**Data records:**
==*==
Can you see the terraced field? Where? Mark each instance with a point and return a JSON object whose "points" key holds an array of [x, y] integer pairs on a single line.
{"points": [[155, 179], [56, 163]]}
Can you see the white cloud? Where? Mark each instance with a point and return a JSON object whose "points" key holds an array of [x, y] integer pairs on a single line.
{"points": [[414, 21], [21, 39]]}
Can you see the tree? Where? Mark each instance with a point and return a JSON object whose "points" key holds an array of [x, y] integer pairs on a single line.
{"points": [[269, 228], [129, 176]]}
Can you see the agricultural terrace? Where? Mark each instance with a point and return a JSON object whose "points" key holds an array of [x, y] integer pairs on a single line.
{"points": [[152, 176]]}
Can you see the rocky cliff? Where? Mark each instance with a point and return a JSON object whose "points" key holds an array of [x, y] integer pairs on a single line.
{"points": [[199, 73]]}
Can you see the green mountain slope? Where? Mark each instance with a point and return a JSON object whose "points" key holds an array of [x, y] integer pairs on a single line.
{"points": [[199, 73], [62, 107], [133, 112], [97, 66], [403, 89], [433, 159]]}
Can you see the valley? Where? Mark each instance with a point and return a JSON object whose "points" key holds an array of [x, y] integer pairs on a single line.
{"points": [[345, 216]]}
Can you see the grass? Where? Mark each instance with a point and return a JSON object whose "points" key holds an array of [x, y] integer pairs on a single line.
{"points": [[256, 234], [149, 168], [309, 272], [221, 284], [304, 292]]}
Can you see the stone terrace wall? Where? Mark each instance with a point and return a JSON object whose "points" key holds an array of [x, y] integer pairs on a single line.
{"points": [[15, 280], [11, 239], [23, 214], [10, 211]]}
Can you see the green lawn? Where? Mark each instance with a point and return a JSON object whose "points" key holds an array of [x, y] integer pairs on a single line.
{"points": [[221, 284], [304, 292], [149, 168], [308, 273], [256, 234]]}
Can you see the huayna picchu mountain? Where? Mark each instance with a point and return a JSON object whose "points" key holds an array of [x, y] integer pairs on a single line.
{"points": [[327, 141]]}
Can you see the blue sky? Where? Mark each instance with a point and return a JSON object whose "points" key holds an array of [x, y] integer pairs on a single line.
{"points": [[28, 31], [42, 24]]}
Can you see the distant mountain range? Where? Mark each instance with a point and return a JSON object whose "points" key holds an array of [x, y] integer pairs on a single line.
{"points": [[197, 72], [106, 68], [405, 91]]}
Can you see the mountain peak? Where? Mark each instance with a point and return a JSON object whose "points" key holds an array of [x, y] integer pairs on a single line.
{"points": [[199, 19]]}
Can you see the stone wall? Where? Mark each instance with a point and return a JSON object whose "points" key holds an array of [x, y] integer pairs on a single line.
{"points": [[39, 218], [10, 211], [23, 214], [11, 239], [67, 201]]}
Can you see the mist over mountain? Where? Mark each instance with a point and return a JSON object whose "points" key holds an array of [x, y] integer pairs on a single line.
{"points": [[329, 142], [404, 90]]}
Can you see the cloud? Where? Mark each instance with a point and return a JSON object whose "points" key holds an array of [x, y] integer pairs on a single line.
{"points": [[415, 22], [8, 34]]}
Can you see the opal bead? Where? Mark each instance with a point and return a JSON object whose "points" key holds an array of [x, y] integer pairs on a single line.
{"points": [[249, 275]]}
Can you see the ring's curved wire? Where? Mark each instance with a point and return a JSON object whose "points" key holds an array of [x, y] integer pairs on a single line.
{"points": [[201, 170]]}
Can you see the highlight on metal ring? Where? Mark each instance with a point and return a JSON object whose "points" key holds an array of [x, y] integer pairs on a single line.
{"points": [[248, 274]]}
==*==
**Written task:**
Begin at the line of the data that contains "Can you see the mist" and continue through the final line, rewriting each line with the requests included. In the answers, multiply every point coordinate by 2.6 and round it to a whole number, rounding halves up.

**Solution to the problem:**
Can you see the mist over mountain? Where? Mark each instance with a point and return a JSON object whose "points" key holds an array of [x, y] integer pairs on a single line.
{"points": [[855, 369], [1050, 234]]}
Can you see the cloud? Where? Mark each instance with a point and return a JSON object whose "points" key holds an array of [x, y] integer pairs on a single line.
{"points": [[1079, 57], [21, 88]]}
Can you see the opal bead? Where? Mark each instance with a point and return a JSON object whose "points" key holds an array of [x, y] integer pairs on a single line.
{"points": [[647, 715]]}
Can you see the ring's curved wire? Where? Mark each instance with a point and return a JSON object whose "points" key holds an array of [x, y] integer pairs on a single line.
{"points": [[523, 442]]}
Can you see the highlight on metal ring? Where? Mark each instance with a point and return a JSON object whose "points" key holds an array of [x, y] integer pairs on a single line.
{"points": [[645, 712]]}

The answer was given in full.